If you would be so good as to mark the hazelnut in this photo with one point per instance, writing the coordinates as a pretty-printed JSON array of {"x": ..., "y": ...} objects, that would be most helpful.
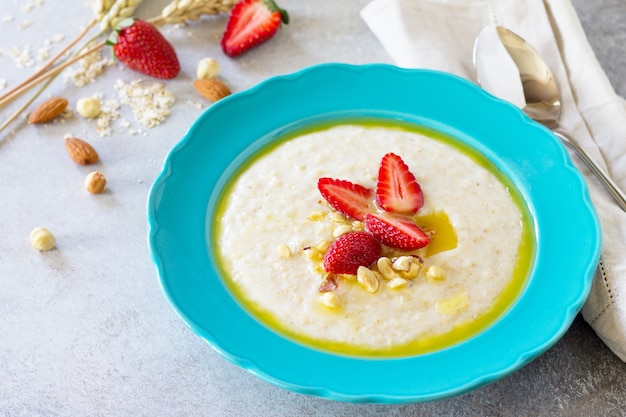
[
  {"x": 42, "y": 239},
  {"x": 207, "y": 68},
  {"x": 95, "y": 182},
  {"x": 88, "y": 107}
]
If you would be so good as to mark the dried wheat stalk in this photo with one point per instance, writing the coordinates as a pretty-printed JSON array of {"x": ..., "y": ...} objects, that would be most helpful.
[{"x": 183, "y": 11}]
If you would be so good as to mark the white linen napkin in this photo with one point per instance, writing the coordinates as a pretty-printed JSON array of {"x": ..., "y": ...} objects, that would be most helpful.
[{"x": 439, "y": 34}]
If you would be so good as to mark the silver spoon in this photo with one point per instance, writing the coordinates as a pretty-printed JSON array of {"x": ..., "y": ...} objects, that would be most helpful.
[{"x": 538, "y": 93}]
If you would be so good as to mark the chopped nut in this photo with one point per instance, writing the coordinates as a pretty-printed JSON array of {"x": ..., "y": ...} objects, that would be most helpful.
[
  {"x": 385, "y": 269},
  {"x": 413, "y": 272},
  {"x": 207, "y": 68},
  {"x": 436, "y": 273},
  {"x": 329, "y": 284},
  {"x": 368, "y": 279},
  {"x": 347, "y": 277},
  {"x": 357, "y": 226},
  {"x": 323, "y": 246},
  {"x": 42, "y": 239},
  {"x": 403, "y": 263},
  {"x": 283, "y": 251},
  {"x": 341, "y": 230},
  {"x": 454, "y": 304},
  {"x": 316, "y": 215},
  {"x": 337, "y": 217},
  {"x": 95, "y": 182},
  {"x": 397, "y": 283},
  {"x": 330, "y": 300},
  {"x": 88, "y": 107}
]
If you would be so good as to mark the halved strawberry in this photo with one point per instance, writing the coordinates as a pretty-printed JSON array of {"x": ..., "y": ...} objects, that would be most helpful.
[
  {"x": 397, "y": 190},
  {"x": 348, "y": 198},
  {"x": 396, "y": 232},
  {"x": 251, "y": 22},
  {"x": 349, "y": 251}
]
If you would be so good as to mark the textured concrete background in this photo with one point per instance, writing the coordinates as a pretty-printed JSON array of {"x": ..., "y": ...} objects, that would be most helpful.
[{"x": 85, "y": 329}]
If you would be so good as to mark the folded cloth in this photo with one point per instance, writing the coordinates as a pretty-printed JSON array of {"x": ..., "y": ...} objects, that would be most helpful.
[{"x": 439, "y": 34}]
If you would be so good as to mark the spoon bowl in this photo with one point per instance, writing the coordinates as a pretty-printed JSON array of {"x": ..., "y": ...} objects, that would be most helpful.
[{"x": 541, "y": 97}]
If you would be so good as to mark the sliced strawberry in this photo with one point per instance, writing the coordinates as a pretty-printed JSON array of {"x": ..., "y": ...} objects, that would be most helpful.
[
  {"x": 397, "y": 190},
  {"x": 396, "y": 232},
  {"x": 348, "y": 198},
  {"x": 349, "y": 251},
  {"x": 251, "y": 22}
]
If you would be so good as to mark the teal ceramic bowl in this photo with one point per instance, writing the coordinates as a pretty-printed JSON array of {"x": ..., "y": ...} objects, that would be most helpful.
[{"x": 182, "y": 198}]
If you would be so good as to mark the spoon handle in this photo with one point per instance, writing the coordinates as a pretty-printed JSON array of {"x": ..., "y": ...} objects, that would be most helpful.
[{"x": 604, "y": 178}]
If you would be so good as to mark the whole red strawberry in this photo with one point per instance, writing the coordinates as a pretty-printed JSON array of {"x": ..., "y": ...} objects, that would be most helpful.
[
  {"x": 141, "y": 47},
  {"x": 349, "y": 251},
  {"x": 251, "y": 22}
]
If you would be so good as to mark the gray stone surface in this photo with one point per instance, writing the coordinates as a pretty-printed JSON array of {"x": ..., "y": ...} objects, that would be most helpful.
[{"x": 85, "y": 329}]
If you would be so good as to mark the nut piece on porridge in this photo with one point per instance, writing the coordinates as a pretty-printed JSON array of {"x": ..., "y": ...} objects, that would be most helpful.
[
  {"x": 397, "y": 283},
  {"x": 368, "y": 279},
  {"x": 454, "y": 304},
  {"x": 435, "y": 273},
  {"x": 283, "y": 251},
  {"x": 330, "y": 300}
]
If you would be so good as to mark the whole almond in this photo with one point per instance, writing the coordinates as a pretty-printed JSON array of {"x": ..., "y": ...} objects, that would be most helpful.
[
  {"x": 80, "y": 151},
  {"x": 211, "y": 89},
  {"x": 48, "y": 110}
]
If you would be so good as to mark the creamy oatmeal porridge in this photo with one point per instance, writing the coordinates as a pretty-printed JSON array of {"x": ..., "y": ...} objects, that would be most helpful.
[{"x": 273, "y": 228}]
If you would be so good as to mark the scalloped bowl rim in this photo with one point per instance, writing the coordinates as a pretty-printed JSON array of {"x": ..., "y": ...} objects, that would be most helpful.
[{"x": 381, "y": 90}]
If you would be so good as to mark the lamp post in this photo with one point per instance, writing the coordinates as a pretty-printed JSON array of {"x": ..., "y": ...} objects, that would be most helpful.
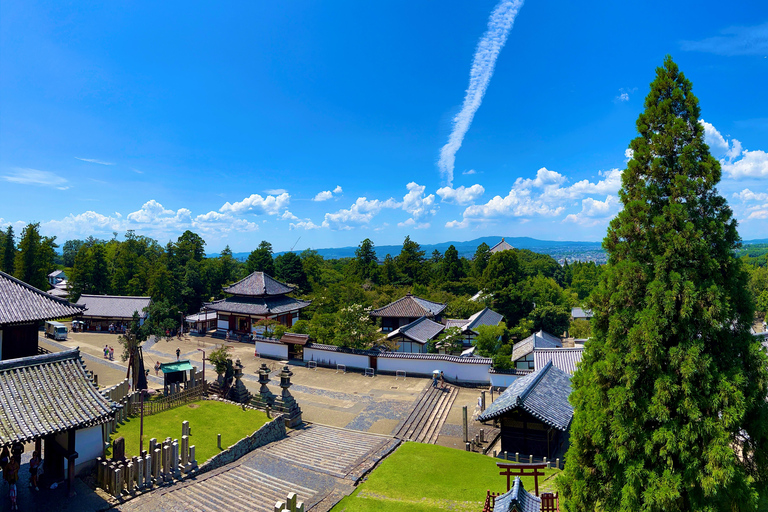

# Problem requirements
The material above must be printed exactly, with its pictures left out.

# Correct answer
If you would be so good as to mark the hazelnut in this photo with one point per instance, writing the coordinates as a pretty-printed JSON array of {"x": ..., "y": ...} objects, that would be most helpful.
[
  {"x": 42, "y": 239},
  {"x": 207, "y": 68},
  {"x": 95, "y": 182},
  {"x": 88, "y": 107}
]
If you would be so good as to mark the dried wheat stalk in this photo with one point per instance, writing the coordinates as a pretty-printed JSON array of {"x": ..., "y": ...} objects, that would be most helpful.
[{"x": 183, "y": 11}]
If you would be so good as to mark the white linen napkin in this photo with one point per instance, writing the coordinates as a pretty-printed JSON array of {"x": ..., "y": ...} objects, that would be most helpful.
[{"x": 439, "y": 34}]
If you would be so good as to mark the silver spoon in this photo with one point per instance, writing the coordinates as a pretty-printed JSON array of {"x": ..., "y": ...} objects, that would be most helpful.
[{"x": 538, "y": 93}]
If you would be so good as to mark the chopped nut in this photo with one point per instance, writing the coordinates as a pretty-printed JSON array of {"x": ..., "y": ...} objects, that would be most helpful.
[
  {"x": 385, "y": 269},
  {"x": 413, "y": 272},
  {"x": 207, "y": 68},
  {"x": 436, "y": 273},
  {"x": 329, "y": 284},
  {"x": 368, "y": 279},
  {"x": 347, "y": 277},
  {"x": 357, "y": 226},
  {"x": 323, "y": 246},
  {"x": 42, "y": 239},
  {"x": 403, "y": 263},
  {"x": 283, "y": 251},
  {"x": 341, "y": 230},
  {"x": 454, "y": 304},
  {"x": 316, "y": 215},
  {"x": 337, "y": 217},
  {"x": 95, "y": 182},
  {"x": 397, "y": 283},
  {"x": 330, "y": 300},
  {"x": 88, "y": 107}
]
If you would be so good as to mark the halved strawberry in this photo with one point per instance, writing the coordinates as a pretty-printed JSON array of {"x": ..., "y": ...} objects, that would be most helpful.
[
  {"x": 397, "y": 190},
  {"x": 348, "y": 198},
  {"x": 396, "y": 232},
  {"x": 251, "y": 22},
  {"x": 349, "y": 251}
]
If you would be so good as to mark the textured concrete background in this photo with one point per instance, writing the coordinates as a pretty-printed JSON array of {"x": ..., "y": ...} objects, that would be most helpful.
[{"x": 85, "y": 329}]
If you would be so good as to mark the folded cloth in this photo with one point per instance, writing the coordinates as a pretty-printed JSON array of {"x": ..., "y": ...} objects, that would be most helpful.
[{"x": 439, "y": 34}]
If you would be so good as to mark the spoon bowl in this photo with one point per instance, writing the coordinates as a pretty-printed JSON array of {"x": ..., "y": ...} objects, that would be most helpful.
[{"x": 541, "y": 97}]
If you would be so good as to mark the sliced strawberry in this photo with one point per instance, writing the coordinates as a pretty-printed JSON array of {"x": ..., "y": ...} objects, that would be most helpful.
[
  {"x": 397, "y": 190},
  {"x": 396, "y": 232},
  {"x": 348, "y": 198},
  {"x": 349, "y": 251},
  {"x": 251, "y": 22}
]
If you would be so good as to mark the teal ceramic bowl in this photo with one point per instance, writing the coordinates as a pretty-printed JSON array of {"x": ..., "y": ...} objects, that would be most helpful.
[{"x": 182, "y": 198}]
If you would be so good as to mark the spoon handle in this photo with one point per instance, writing the coordinates as a pretty-printed JSON array of {"x": ..., "y": ...} objects, that would be most helpful.
[{"x": 604, "y": 178}]
If you would be so good as to mark the whole red strawberry in this photo with one point per instance, writing the coordinates as a pretty-printed JSON array of {"x": ..., "y": ...} objects, that would be most helpful.
[
  {"x": 141, "y": 47},
  {"x": 349, "y": 251},
  {"x": 251, "y": 22}
]
If you would be so good as to mark the gray stone surface in this photo with one point per instance, writing the coordinates as a pretty-printed JSON array of {"x": ..., "y": ...} objects, that would be most helpful.
[{"x": 85, "y": 329}]
If you would be so good as to mark the nut piece on porridge in this photo with one point per instance, writing the coordinates as a pretty-printed JSON array of {"x": ..., "y": ...} objects, that would be most helpful.
[
  {"x": 397, "y": 283},
  {"x": 368, "y": 279},
  {"x": 454, "y": 304},
  {"x": 435, "y": 273},
  {"x": 283, "y": 251},
  {"x": 330, "y": 300}
]
If you would be so good as to mark the whole almond in this photo with one point per instance, writing the coordinates as a pretty-printed JSON array of {"x": ..., "y": ...} objects, that would be most helpful.
[
  {"x": 80, "y": 151},
  {"x": 211, "y": 89},
  {"x": 48, "y": 110}
]
If you would be so good as to mark the creamy oatmeal porridge in this photo with one point per instance, writing the coordinates as a pretty-printed JSON array of {"x": ..., "y": ...} objects, that would be most helpful.
[{"x": 273, "y": 228}]
If you would be so good as to mark the scalloped bowl rim in this photo with one point per instance, writing the coordinates as a pretty-printed JSON array of {"x": ..., "y": ...} objects, that would be most helpful.
[{"x": 381, "y": 90}]
If you would be so good as to mark the lamp post in this photo with one point per instance, writing the coordinates as a pretty-printed JSON array of {"x": ..., "y": ...} objects, that would be most helpful.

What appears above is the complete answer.